• _Assigned task_:
Restate the records below word for word, and omit the images they hold.

↓↓↓

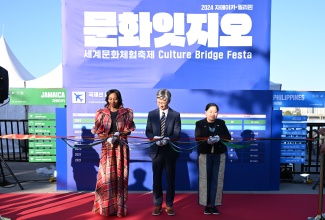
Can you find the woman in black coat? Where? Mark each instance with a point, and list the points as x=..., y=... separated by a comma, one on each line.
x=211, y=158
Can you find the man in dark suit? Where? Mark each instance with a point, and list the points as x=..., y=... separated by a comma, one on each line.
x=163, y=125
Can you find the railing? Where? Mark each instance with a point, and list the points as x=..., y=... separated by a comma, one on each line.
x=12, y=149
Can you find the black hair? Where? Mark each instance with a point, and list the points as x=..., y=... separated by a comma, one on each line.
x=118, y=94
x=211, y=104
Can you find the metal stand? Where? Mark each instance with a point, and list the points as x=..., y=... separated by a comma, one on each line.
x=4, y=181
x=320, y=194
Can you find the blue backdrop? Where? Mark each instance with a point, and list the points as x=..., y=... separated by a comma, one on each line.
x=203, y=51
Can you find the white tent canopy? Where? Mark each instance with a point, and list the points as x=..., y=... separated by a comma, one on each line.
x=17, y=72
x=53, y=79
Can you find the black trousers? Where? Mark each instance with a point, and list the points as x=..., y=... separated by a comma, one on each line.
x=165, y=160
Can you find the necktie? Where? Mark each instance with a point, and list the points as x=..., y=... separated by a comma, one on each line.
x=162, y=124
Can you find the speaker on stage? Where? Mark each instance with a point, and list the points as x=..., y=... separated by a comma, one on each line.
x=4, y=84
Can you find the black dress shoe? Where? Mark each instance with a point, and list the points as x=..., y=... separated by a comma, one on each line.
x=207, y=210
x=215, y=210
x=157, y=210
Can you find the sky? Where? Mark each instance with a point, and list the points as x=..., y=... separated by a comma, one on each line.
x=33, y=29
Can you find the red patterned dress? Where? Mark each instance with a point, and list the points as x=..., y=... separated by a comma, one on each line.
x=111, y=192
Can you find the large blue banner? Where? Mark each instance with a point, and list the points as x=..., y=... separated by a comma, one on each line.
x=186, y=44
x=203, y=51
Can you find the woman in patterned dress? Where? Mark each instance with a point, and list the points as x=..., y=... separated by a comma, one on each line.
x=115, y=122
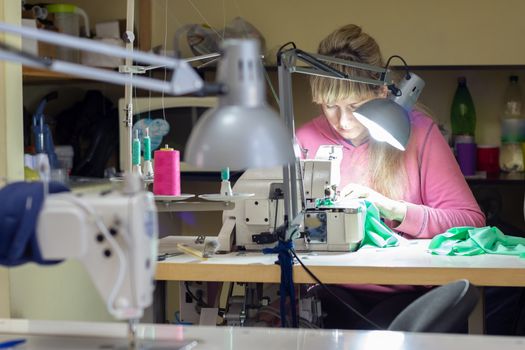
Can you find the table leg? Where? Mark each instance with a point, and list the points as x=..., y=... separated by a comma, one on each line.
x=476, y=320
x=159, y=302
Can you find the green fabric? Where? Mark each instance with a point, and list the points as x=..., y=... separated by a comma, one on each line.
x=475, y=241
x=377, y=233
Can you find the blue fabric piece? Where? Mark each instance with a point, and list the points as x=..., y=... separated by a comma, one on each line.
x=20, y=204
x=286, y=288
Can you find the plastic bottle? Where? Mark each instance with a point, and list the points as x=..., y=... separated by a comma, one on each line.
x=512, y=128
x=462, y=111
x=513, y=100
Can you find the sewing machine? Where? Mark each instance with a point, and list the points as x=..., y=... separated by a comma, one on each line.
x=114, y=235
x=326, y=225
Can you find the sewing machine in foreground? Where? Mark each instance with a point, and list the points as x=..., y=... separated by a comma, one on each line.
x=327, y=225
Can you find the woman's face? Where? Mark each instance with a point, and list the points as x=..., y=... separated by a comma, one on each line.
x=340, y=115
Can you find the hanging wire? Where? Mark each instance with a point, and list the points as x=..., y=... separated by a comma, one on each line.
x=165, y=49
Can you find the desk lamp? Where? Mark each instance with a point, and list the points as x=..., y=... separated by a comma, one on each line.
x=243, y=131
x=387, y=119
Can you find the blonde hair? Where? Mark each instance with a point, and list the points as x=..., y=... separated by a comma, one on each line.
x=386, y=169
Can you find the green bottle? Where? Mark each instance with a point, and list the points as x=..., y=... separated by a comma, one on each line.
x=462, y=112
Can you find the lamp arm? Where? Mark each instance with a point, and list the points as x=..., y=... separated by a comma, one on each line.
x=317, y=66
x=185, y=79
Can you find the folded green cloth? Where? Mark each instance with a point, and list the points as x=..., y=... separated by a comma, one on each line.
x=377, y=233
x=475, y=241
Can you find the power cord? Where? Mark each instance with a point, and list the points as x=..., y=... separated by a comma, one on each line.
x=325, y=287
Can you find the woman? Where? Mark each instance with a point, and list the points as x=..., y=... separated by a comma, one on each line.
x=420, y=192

↑↑↑

• _Exercise solution_:
Can you find the woman in black coat? Where? Mark each instance with a point, and list the points as x=..., y=... separated by a comma, one on each line.
x=211, y=158
Can you find the man in dark suit? Where? Mark each instance with a point, and list the points as x=..., y=... separated by a comma, one on each line.
x=163, y=125
Can you find the railing? Where? Mark each instance with a point, and list the points as x=..., y=... separated by a comma, one on each line.
x=12, y=149
Can you find the black hair? Where? Mark each instance with a point, and list the points as x=..., y=... separated by a comma, one on each line.
x=118, y=94
x=211, y=104
Can you find the metal stand? Where? Mark each instance with a point, and list the points as x=..., y=... separated by a comma, one on each line.
x=4, y=181
x=320, y=194
Can you find the blue backdrop? Where? Mark each instance with a point, and list the points as x=..., y=... separated by a comma, one on each line.
x=203, y=51
Can you find the white tent canopy? Where? Mark each instance with a point, and list the points as x=..., y=... separated by a comma, one on each line.
x=17, y=72
x=53, y=79
Can you find the black trousers? Where? Mark each instance with a point, and list the points as x=..., y=... separated by a comma, one on each line.
x=165, y=160
Can you find the necktie? Where? Mark each instance with a point, and list the points as x=..., y=... separated by a comma, one on each line.
x=162, y=124
Can you find the speaker on stage? Where? Mark each instance with a point, and list the points as x=..., y=... separated by a comma, one on each line.
x=4, y=84
Can you find the black dress shoe? Where? Mark each instance with a point, and list the points as x=..., y=... separated by a comma, one on each line.
x=207, y=210
x=215, y=210
x=157, y=210
Can you find the sky? Where? Mark each instance with a point, and list the points as x=..., y=... separated by a comma, one on each line.
x=33, y=29
Can you find the red patterned dress? Where? Mark each instance with a point, and list the points as x=..., y=... separated by a comma, one on each line.
x=111, y=192
Can you find the large blue banner? Where? Mark each instance with a point, and list the points as x=..., y=... separated by a comma, one on each line.
x=186, y=44
x=203, y=51
Can you find the woman in patterned dress? Where? Mark each instance with a point, and list the points as x=..., y=... separated by a comma, one on each line.
x=115, y=122
Can you find the table leg? Where? Mark each instance with a point, and list the points as x=..., y=... separated by a comma, one on each line.
x=476, y=320
x=159, y=302
Can you find the green fabric? Where? Mark each instance with a point, and list the points as x=..., y=... separated by a comma, one on each line.
x=475, y=241
x=377, y=233
Can you find the blue fabric piece? Where? Mark each instance with a point, and list the points as x=..., y=... separated by a comma, one on each line.
x=20, y=204
x=286, y=288
Can you find the plastic bottle? Where? Mark each instance with a point, and list the points as x=..., y=... separated by a comma, one on each line.
x=512, y=128
x=462, y=111
x=513, y=100
Can you find the sewing machine? Where? Mark each instance with a point, and list the points as x=..., y=... separated by a comma, one on each line.
x=114, y=235
x=326, y=225
Can you find the sewing machine in foreground? Where? Mark each instance with a point, and list the points as x=..., y=... separated by a comma, one on each line.
x=327, y=225
Can you find the woman's face? Where? Mark each instance with a point, and list the points as x=..., y=... separated by a comma, one on each line.
x=340, y=115
Can you find the hanging wire? Where? Mark each instance with a point, and list the points as x=..., y=... separated by a comma, one on each line.
x=165, y=49
Can you find the desk lamp? Where? Mark each instance with a point, and list the points as x=..., y=... separated by a comma, one on each line.
x=243, y=131
x=387, y=119
Can you find the blonde hair? Where? Mark each instance with a point, and list the points as x=..., y=... separated by a comma, one on each line.
x=386, y=169
Can you find the green bottle? Where? Mark each instance with a point, and list the points as x=..., y=... separated by a comma, one on each line.
x=462, y=112
Can you find the lamp arm? Where? Mark each instance with a point, and list the points as x=..., y=... separated by a comma, one on each line.
x=317, y=66
x=185, y=79
Can you find the folded green cloth? Where? Mark each instance with a point, and list the points as x=..., y=... separated by a comma, one on each line.
x=377, y=233
x=475, y=241
Can you find the power cord? Where? Mark each instance with a point, and list the points as x=..., y=... separated by a comma, one on each line.
x=325, y=287
Can you find the woman? Where? Mark each instance with a point, and list the points as x=..., y=... separated by a comma, one on each line.
x=420, y=192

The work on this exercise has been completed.